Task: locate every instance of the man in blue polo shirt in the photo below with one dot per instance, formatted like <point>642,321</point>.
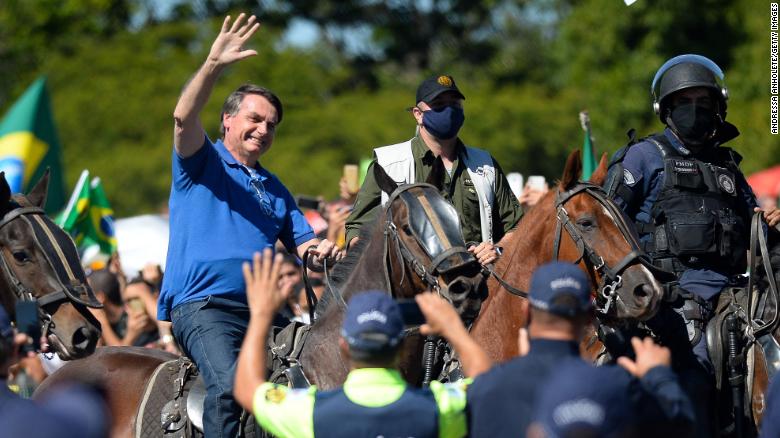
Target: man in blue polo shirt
<point>224,206</point>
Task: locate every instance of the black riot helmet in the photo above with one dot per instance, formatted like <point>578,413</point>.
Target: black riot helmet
<point>683,72</point>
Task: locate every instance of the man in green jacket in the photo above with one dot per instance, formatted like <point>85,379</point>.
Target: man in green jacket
<point>474,183</point>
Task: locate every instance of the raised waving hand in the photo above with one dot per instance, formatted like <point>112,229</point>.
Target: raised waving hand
<point>228,46</point>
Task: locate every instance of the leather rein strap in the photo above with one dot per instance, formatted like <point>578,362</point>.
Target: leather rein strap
<point>610,276</point>
<point>758,238</point>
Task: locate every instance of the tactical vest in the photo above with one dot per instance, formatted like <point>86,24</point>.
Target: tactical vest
<point>414,414</point>
<point>398,162</point>
<point>698,217</point>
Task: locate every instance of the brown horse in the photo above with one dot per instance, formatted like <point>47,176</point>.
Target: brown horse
<point>574,222</point>
<point>414,245</point>
<point>39,263</point>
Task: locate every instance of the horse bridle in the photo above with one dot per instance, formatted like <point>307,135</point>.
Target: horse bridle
<point>426,272</point>
<point>71,287</point>
<point>611,278</point>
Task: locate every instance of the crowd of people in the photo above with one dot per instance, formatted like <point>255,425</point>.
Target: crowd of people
<point>219,298</point>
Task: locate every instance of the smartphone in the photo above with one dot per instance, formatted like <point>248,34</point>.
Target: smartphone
<point>411,313</point>
<point>536,182</point>
<point>28,322</point>
<point>136,304</point>
<point>515,180</point>
<point>352,176</point>
<point>308,202</point>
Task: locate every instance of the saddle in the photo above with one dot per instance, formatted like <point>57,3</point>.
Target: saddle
<point>172,403</point>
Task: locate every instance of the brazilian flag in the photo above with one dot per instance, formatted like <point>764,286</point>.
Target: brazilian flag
<point>88,217</point>
<point>29,145</point>
<point>589,163</point>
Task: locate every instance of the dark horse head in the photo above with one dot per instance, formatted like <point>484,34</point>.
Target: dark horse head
<point>415,245</point>
<point>39,262</point>
<point>424,244</point>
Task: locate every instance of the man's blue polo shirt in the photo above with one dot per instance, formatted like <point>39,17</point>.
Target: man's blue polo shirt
<point>219,216</point>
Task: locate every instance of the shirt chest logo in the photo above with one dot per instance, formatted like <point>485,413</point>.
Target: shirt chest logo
<point>685,166</point>
<point>726,183</point>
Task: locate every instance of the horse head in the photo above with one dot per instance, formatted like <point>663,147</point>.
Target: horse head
<point>425,246</point>
<point>603,240</point>
<point>39,262</point>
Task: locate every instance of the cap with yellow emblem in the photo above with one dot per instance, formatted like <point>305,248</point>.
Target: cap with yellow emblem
<point>434,86</point>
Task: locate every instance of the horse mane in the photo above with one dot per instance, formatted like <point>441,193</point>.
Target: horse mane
<point>342,270</point>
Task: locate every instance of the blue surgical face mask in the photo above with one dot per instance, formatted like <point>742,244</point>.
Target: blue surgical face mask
<point>445,122</point>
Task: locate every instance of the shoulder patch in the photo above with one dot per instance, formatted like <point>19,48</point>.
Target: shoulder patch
<point>275,395</point>
<point>726,183</point>
<point>628,178</point>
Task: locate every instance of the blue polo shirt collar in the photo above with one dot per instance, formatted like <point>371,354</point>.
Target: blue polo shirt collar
<point>228,158</point>
<point>676,143</point>
<point>554,347</point>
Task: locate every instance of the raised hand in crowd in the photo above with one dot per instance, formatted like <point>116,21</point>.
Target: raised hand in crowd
<point>337,217</point>
<point>648,356</point>
<point>485,253</point>
<point>228,47</point>
<point>441,319</point>
<point>264,292</point>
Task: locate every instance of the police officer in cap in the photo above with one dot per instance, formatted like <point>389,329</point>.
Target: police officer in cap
<point>691,204</point>
<point>374,401</point>
<point>502,400</point>
<point>474,182</point>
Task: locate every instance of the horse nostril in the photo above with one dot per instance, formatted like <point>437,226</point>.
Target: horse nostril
<point>642,291</point>
<point>81,338</point>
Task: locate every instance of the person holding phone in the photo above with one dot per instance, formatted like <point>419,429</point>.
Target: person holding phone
<point>474,182</point>
<point>224,206</point>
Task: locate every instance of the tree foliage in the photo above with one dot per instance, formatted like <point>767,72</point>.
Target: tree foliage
<point>116,68</point>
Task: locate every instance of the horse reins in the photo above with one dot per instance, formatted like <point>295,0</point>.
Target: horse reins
<point>611,277</point>
<point>426,273</point>
<point>43,236</point>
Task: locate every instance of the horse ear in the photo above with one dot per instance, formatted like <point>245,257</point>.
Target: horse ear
<point>572,171</point>
<point>5,189</point>
<point>383,180</point>
<point>37,195</point>
<point>436,177</point>
<point>600,175</point>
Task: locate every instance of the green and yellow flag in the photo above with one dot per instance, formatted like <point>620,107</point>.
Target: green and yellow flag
<point>589,163</point>
<point>29,144</point>
<point>88,217</point>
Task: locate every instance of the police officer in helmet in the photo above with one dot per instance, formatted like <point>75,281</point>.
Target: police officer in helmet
<point>692,207</point>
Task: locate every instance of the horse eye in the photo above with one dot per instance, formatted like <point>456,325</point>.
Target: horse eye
<point>585,223</point>
<point>21,256</point>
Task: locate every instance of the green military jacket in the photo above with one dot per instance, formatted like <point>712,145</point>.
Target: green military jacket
<point>458,189</point>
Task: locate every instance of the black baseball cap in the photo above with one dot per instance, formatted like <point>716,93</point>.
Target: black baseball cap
<point>434,86</point>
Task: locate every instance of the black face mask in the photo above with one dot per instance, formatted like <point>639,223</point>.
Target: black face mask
<point>695,124</point>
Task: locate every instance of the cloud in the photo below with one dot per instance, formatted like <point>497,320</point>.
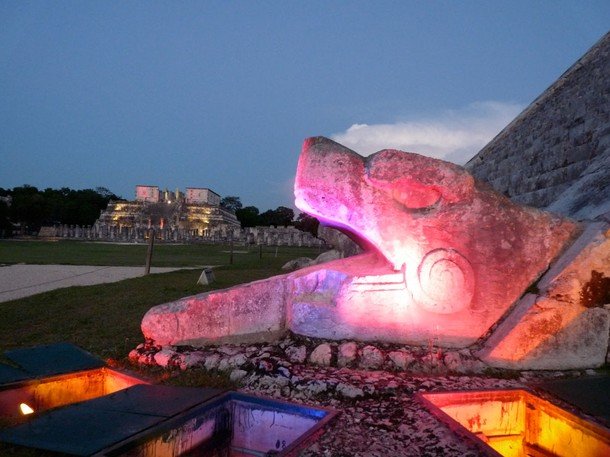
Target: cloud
<point>453,135</point>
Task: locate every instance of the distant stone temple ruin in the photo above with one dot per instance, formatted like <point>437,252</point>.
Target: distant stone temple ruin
<point>174,215</point>
<point>191,216</point>
<point>449,260</point>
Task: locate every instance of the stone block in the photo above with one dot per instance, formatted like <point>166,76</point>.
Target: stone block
<point>250,312</point>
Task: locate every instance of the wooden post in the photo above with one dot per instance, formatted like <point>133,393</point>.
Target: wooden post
<point>151,243</point>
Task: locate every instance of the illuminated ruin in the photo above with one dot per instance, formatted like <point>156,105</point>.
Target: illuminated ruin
<point>446,259</point>
<point>176,215</point>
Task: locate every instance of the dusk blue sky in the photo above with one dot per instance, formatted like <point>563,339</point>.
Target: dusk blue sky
<point>221,94</point>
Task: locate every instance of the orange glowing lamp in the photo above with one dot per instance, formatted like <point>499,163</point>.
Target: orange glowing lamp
+===+
- [Exercise requirements] Set down word for word the lines of the material above, between the line holding "Task: locate every instance of the tactical" and the line holding "<point>39,263</point>", inclusive.

- [Problem solution]
Task: locate every instance of the tactical vest in the photo above with one dot per instance, formatted like <point>86,24</point>.
Target: tactical vest
<point>414,414</point>
<point>398,162</point>
<point>698,217</point>
Task: locate every instance of the brown horse in the photo above with one dot per instance, formatted like <point>47,176</point>.
Target: brown horse
<point>574,222</point>
<point>414,245</point>
<point>39,263</point>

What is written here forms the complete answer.